(DATA TO USE)
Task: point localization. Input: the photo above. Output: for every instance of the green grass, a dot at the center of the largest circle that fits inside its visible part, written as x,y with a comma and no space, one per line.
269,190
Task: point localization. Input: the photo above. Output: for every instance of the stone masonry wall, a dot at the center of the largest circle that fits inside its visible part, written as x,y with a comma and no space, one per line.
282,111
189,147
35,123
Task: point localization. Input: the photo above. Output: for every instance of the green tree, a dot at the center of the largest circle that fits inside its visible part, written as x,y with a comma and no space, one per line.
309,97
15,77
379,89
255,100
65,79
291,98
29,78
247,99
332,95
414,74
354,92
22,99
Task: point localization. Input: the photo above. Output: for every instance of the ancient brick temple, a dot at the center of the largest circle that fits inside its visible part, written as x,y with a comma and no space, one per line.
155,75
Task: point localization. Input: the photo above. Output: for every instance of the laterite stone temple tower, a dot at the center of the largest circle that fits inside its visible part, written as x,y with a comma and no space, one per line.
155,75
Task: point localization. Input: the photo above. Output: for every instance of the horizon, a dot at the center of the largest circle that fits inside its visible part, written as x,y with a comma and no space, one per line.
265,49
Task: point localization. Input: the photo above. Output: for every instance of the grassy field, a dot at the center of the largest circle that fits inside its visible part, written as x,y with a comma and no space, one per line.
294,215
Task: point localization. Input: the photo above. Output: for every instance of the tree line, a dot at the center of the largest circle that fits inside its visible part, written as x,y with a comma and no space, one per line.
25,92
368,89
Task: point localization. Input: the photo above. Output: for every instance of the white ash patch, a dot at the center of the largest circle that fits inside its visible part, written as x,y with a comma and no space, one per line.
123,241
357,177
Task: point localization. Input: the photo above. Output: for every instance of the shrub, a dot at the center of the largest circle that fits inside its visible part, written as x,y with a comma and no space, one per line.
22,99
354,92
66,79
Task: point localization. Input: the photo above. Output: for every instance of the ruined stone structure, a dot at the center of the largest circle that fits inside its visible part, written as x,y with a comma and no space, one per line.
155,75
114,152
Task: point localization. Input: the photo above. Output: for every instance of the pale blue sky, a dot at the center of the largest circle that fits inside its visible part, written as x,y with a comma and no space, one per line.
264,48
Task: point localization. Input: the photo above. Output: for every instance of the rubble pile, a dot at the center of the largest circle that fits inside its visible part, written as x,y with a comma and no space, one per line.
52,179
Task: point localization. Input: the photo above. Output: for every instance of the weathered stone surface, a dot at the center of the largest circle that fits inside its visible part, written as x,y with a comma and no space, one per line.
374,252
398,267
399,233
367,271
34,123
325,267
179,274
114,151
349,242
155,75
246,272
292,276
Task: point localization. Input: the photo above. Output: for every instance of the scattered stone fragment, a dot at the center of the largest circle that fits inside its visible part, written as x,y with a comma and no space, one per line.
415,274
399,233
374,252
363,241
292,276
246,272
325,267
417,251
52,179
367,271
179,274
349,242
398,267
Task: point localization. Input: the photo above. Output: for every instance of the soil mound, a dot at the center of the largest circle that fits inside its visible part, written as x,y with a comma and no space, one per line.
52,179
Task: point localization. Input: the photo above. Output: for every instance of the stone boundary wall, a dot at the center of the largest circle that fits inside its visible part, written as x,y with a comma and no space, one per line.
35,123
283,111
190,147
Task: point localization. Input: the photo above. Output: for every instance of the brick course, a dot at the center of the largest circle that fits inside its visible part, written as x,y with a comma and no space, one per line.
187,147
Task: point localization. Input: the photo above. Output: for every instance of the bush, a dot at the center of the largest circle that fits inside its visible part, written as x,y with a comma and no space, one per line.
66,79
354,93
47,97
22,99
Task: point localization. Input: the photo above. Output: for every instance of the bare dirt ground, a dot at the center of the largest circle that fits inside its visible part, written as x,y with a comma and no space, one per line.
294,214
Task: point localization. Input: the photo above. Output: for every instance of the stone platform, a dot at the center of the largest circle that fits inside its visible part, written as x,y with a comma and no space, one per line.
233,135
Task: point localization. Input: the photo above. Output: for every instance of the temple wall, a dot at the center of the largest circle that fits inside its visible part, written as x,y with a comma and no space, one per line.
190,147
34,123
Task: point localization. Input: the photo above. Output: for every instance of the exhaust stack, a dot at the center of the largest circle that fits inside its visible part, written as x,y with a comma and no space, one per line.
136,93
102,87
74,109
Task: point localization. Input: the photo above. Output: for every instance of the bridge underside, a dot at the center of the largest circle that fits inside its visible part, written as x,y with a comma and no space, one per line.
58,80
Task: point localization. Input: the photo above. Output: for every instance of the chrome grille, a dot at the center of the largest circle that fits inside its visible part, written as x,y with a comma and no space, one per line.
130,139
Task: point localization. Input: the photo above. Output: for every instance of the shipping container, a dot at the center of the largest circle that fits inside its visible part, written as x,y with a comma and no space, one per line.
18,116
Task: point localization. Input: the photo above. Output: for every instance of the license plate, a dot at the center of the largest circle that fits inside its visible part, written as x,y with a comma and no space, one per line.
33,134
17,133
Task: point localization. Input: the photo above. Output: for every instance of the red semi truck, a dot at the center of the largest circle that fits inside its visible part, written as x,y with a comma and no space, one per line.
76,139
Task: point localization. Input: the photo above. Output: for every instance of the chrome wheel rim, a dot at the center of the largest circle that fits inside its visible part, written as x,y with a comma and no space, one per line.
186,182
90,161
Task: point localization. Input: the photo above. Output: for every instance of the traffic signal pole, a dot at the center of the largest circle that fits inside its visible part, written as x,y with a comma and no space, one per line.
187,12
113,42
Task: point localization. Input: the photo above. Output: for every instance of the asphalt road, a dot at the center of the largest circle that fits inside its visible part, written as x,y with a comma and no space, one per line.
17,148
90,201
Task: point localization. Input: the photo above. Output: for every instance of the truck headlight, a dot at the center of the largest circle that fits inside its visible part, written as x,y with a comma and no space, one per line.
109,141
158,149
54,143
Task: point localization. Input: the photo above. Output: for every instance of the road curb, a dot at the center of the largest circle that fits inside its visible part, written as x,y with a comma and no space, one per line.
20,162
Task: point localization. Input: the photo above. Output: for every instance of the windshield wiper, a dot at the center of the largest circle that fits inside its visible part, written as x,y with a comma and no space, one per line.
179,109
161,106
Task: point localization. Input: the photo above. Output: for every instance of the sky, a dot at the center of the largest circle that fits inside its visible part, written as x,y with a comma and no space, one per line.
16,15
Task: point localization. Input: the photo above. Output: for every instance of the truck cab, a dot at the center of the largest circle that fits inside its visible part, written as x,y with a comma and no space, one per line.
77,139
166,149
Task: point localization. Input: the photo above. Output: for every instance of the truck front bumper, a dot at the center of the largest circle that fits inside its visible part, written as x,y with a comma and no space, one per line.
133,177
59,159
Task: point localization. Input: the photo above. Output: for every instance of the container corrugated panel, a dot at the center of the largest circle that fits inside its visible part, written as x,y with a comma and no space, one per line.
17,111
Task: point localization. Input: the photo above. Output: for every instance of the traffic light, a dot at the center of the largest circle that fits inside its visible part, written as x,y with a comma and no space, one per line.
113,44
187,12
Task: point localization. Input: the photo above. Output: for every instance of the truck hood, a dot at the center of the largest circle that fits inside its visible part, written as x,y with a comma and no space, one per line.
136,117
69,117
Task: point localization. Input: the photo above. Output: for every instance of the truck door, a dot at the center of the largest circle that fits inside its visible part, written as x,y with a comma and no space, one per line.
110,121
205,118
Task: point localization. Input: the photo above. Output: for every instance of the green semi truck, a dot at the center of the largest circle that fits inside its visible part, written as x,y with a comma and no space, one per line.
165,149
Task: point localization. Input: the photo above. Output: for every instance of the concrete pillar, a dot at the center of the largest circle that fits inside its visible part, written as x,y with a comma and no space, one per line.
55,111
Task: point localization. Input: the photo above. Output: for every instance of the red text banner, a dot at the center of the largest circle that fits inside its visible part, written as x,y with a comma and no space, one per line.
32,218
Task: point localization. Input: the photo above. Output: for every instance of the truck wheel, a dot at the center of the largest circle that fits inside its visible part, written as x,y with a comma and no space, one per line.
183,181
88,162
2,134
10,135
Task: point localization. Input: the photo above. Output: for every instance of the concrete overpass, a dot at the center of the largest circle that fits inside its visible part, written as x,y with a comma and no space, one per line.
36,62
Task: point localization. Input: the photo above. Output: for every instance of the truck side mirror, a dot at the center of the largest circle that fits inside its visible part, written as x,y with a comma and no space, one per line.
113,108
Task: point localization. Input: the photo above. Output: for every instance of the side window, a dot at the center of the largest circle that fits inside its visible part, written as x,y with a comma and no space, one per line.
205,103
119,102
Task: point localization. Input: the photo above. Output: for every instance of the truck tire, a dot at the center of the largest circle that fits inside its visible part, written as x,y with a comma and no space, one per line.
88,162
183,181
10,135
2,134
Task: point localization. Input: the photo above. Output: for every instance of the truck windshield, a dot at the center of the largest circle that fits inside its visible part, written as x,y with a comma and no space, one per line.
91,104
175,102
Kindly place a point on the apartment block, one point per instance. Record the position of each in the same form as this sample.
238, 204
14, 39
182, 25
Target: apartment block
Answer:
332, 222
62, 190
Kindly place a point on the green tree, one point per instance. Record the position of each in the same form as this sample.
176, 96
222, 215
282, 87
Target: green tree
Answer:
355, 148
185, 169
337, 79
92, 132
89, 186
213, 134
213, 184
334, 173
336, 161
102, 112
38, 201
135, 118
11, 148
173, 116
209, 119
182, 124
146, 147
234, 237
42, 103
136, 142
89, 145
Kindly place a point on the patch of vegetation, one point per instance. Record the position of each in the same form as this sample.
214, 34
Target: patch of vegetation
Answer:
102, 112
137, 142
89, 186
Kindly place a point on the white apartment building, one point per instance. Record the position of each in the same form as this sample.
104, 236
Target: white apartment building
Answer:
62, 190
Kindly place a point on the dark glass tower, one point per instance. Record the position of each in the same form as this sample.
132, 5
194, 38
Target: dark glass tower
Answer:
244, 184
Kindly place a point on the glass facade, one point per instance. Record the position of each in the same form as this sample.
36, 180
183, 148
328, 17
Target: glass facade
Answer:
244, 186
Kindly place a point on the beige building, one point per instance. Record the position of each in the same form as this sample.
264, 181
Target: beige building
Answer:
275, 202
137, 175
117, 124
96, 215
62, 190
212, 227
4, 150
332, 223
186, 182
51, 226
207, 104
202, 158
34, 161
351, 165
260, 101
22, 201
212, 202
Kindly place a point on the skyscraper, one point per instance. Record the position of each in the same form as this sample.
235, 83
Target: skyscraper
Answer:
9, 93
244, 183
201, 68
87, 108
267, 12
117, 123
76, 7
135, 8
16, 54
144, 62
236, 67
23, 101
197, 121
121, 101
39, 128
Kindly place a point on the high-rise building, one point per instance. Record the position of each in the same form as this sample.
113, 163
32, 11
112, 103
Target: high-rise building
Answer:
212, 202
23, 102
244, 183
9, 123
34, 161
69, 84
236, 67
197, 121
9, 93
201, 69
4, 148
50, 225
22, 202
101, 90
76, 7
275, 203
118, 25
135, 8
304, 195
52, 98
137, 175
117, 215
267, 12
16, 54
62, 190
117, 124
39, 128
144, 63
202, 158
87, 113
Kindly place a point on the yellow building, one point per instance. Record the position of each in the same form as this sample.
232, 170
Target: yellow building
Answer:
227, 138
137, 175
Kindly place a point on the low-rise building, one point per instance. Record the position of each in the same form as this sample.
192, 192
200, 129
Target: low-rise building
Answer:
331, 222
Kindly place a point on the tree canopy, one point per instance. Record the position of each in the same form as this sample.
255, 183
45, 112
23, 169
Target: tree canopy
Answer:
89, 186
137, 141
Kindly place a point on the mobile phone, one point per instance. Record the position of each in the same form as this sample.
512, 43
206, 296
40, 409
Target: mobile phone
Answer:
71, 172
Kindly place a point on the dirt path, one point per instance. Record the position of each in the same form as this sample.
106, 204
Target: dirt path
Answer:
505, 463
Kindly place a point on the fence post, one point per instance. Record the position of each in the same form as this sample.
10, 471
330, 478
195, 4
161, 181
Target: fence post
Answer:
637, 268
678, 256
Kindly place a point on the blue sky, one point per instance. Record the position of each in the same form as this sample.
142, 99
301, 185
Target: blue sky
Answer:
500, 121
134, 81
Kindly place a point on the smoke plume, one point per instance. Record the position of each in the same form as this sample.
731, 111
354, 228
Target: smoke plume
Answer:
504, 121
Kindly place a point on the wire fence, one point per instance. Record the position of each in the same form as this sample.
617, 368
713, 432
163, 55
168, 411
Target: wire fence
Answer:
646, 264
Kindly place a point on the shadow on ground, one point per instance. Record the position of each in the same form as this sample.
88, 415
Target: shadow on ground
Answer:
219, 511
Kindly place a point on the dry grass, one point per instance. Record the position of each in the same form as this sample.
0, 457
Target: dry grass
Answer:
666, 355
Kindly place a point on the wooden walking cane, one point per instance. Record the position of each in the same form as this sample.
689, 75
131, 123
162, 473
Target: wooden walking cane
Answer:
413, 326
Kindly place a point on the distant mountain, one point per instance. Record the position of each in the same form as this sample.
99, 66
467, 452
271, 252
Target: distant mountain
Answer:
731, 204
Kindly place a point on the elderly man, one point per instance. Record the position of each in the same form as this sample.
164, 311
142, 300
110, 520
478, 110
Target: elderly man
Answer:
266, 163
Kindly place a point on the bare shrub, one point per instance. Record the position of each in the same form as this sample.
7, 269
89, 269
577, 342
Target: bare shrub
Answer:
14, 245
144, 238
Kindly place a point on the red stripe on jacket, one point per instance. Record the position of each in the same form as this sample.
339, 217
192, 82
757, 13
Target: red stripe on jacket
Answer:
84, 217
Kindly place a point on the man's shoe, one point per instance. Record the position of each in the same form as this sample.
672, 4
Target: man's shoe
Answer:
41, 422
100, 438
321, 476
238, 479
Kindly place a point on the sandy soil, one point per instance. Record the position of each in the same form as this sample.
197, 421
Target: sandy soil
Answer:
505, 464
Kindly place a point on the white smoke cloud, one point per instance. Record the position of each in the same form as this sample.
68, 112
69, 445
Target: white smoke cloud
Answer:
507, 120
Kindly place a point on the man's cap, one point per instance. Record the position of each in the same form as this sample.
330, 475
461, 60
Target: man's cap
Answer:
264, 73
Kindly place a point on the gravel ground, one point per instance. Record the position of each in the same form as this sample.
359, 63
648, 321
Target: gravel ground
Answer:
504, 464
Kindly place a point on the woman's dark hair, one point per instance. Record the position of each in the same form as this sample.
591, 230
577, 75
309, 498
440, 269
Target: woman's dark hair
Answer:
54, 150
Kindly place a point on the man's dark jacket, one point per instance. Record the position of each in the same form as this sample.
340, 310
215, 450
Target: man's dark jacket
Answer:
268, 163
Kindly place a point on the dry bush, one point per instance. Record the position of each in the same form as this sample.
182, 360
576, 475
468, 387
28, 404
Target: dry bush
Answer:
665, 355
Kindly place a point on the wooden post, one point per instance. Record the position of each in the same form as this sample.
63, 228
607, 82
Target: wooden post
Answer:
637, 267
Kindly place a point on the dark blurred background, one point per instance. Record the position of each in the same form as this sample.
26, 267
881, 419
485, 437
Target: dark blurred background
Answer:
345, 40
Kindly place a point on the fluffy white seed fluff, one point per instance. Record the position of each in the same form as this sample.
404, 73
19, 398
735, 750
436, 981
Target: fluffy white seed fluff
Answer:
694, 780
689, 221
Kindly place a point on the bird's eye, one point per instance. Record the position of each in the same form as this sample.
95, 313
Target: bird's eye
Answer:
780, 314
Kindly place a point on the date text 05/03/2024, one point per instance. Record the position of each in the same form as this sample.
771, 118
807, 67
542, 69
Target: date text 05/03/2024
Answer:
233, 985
(End DATA TO USE)
## WHAT YOU SHOULD DO
All lines from the one with "Kindly place a point on the date" through the end of the records need to be copied exactly, and no other lines.

## ANSWER BOX
Kindly place a point on the date text 05/03/2024, one point per instance. Record the position of each in the same form as this sample.
771, 118
807, 67
542, 69
Target: date text 05/03/2024
Answer:
233, 985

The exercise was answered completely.